Stated exercise. Reproduce the rows below line for line with no changes, but omit the pictures.

Rows from a pointing dataset:
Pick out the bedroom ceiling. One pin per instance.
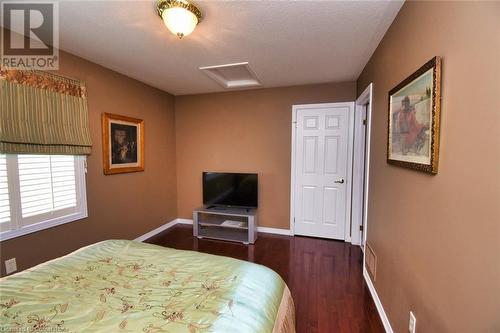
(285, 43)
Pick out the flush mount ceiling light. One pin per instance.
(180, 16)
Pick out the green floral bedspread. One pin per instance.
(127, 286)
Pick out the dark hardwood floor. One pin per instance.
(324, 276)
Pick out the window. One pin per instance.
(39, 192)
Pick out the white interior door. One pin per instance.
(321, 169)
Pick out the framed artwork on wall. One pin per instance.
(414, 113)
(122, 144)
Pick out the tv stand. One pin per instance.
(226, 223)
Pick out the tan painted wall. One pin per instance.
(119, 206)
(437, 237)
(246, 131)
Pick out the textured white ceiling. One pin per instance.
(285, 42)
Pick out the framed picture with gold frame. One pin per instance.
(122, 144)
(414, 114)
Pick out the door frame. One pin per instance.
(366, 98)
(350, 141)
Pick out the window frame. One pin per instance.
(45, 220)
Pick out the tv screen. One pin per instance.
(230, 189)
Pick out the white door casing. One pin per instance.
(321, 193)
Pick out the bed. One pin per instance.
(128, 286)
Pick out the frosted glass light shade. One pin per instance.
(179, 21)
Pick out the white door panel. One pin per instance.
(321, 170)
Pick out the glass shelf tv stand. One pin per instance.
(229, 224)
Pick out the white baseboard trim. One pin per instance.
(275, 231)
(184, 221)
(378, 304)
(188, 221)
(156, 231)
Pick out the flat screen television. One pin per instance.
(230, 189)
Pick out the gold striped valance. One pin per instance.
(43, 113)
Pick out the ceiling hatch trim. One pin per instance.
(231, 76)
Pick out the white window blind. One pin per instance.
(40, 191)
(4, 194)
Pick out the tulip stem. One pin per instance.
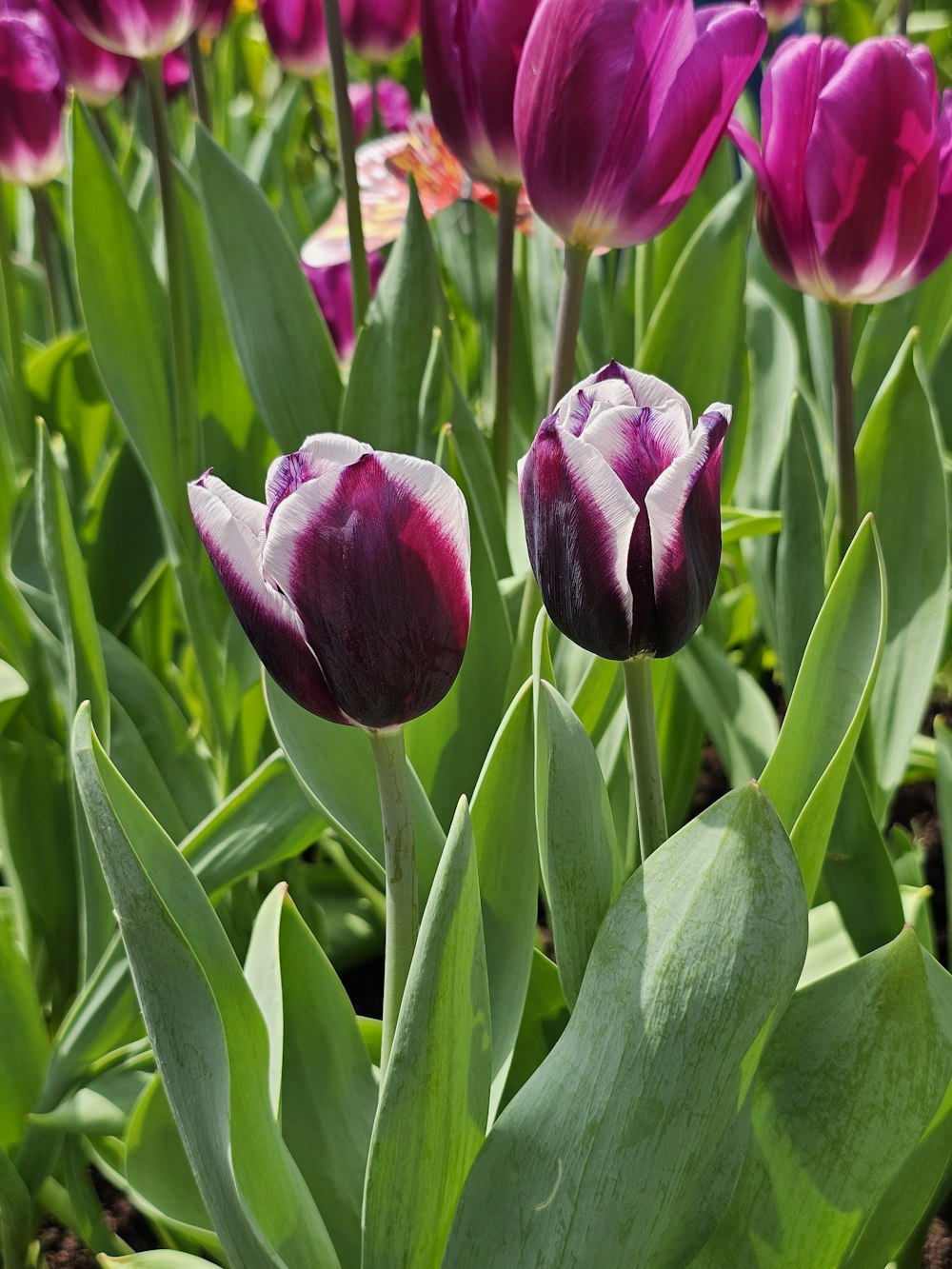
(503, 344)
(843, 424)
(645, 762)
(577, 259)
(360, 271)
(400, 868)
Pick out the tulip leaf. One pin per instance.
(280, 336)
(434, 1098)
(327, 1090)
(208, 1033)
(626, 1142)
(335, 766)
(578, 849)
(116, 275)
(809, 766)
(383, 401)
(902, 481)
(852, 1085)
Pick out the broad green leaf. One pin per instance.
(809, 766)
(384, 391)
(901, 480)
(578, 849)
(327, 1090)
(335, 766)
(434, 1100)
(208, 1033)
(625, 1145)
(851, 1081)
(281, 338)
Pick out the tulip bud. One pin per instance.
(855, 168)
(620, 106)
(137, 28)
(352, 580)
(376, 30)
(32, 98)
(621, 502)
(471, 50)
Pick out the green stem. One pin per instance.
(646, 765)
(577, 259)
(177, 275)
(400, 867)
(503, 342)
(360, 273)
(843, 424)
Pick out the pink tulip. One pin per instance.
(471, 50)
(855, 169)
(620, 106)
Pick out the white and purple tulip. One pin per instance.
(352, 579)
(621, 498)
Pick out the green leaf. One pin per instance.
(434, 1100)
(327, 1094)
(901, 480)
(626, 1142)
(809, 766)
(578, 850)
(208, 1033)
(851, 1082)
(383, 403)
(281, 338)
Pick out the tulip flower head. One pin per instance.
(352, 579)
(855, 168)
(621, 502)
(136, 28)
(32, 99)
(620, 106)
(471, 52)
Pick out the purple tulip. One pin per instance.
(352, 580)
(137, 28)
(295, 30)
(32, 99)
(620, 106)
(471, 50)
(621, 500)
(333, 289)
(376, 30)
(855, 169)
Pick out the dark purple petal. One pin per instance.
(231, 528)
(579, 522)
(375, 559)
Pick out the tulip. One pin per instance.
(352, 579)
(376, 30)
(855, 168)
(471, 50)
(333, 289)
(621, 502)
(295, 30)
(32, 99)
(136, 28)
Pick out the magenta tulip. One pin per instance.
(620, 106)
(471, 50)
(376, 30)
(855, 168)
(352, 579)
(621, 502)
(32, 99)
(295, 30)
(137, 28)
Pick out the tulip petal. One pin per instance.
(231, 528)
(579, 522)
(371, 557)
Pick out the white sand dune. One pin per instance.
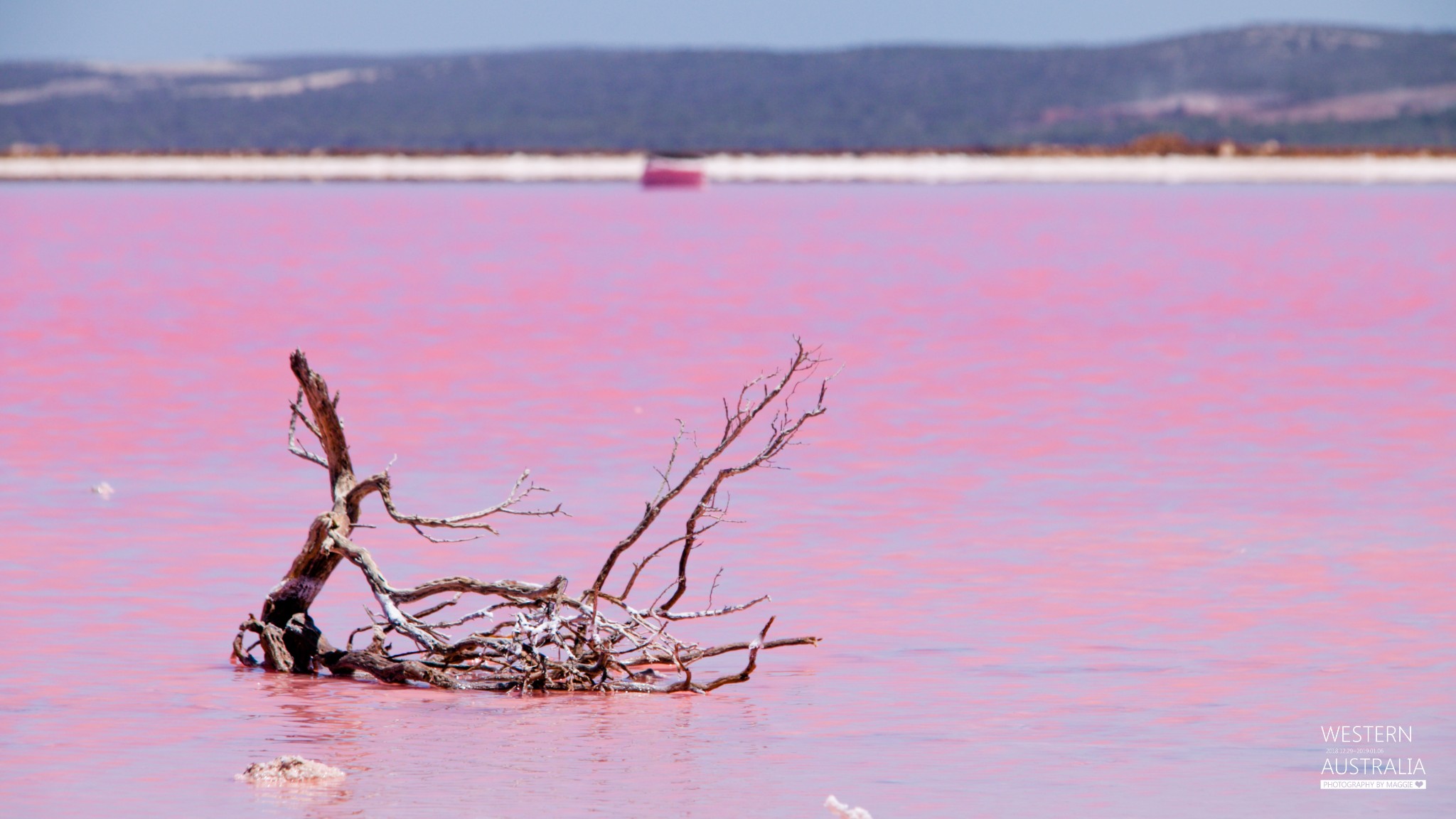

Solution for this task.
Pick out the bedroom ceiling. One pin per instance.
(285, 43)
Pick out the flush mount ceiling light. One pin per instance.
(180, 16)
Pick out the green floral bedspread. One pin per instance.
(127, 286)
Pick out the dark hardwood floor. One pin per instance.
(324, 276)
Pick out the window. One pin per instance.
(39, 192)
Pick out the white interior door. One pin per instance.
(321, 169)
Pick out the framed artwork on wall. One pin per instance.
(414, 113)
(122, 144)
Pick out the tv stand. One pin per instance.
(226, 223)
Pick out the tan painted wall. One pin per instance.
(119, 206)
(437, 237)
(246, 131)
Pick out the textured white ceiling. One pin per instance.
(285, 42)
Pick out the framed picture with gold frame. One pin per instance.
(122, 144)
(414, 114)
Pick out the door frame. One pin per instance.
(366, 98)
(350, 141)
Pick out the window frame. One pin per instance.
(45, 220)
Pick out the tv screen. One pin per instance.
(230, 189)
Pick out the white door casing. One pin per instance.
(321, 193)
Pick out the bed. One pin per instance.
(128, 286)
Pick out the frosted glass light shade. One pin per instance.
(179, 21)
Pick out the white door panel. One pin per instance.
(321, 170)
Pick out the glass shelf tv stand. One pin per instance.
(229, 224)
Pick out the white baseboard trim. One pin per instance.
(275, 231)
(184, 221)
(378, 304)
(188, 221)
(156, 231)
Pick out the flat screen television. One pin per instance.
(230, 189)
Pick out the gold striped valance. One pin per instance.
(43, 113)
Pick out the ceiling hatch trim. One pin per instance.
(231, 76)
Pick out the white window blind. One pin per instance.
(40, 191)
(4, 194)
Pick out the tulip stem. One pin per instance.
(503, 344)
(843, 424)
(645, 762)
(577, 259)
(360, 271)
(400, 868)
Pick out the tulip leaf. One pin per instance.
(280, 336)
(434, 1098)
(327, 1090)
(208, 1033)
(626, 1142)
(335, 766)
(578, 849)
(116, 275)
(809, 766)
(383, 401)
(902, 481)
(852, 1085)
Pick out the broad green leaf. One pin per instance.
(809, 766)
(384, 391)
(901, 480)
(578, 849)
(327, 1090)
(335, 766)
(434, 1100)
(208, 1033)
(625, 1145)
(851, 1081)
(281, 338)
Pick out the tulip bud. One pin per instance.
(855, 168)
(620, 106)
(137, 28)
(352, 580)
(376, 30)
(32, 98)
(621, 502)
(471, 50)
Pick out the green stem. One pin per instance.
(646, 765)
(577, 259)
(177, 275)
(400, 867)
(503, 342)
(360, 273)
(843, 424)
Pick out the pink tulip. One pin per instance.
(471, 50)
(855, 169)
(620, 106)
Pick out the white and purple tulip. One pin per instance.
(352, 579)
(621, 498)
Pick out the green leaf. One pin per instance.
(434, 1100)
(327, 1094)
(901, 480)
(626, 1142)
(809, 766)
(578, 850)
(208, 1033)
(851, 1082)
(383, 403)
(281, 338)
Pick out the tulip flower head. One pin per instance.
(352, 579)
(855, 168)
(621, 502)
(136, 28)
(32, 99)
(620, 106)
(471, 52)
Pick out the purple tulip. One pin per instance.
(352, 580)
(137, 28)
(295, 30)
(32, 99)
(620, 106)
(471, 50)
(621, 500)
(333, 289)
(376, 30)
(855, 169)
Pick out the dark purple petal. One pin per instance.
(231, 528)
(579, 522)
(375, 559)
Pick out the tulip. One pin per instance.
(352, 579)
(376, 30)
(855, 168)
(471, 50)
(333, 289)
(621, 502)
(295, 30)
(32, 99)
(136, 28)
Pick out the magenta tulip. One pin per instance.
(620, 106)
(471, 50)
(376, 30)
(855, 168)
(352, 579)
(621, 502)
(32, 99)
(295, 30)
(137, 28)
Pick out the tulip petal. One pin per instance.
(231, 528)
(579, 522)
(371, 557)
Pick out the white sand dune. One pin per instance.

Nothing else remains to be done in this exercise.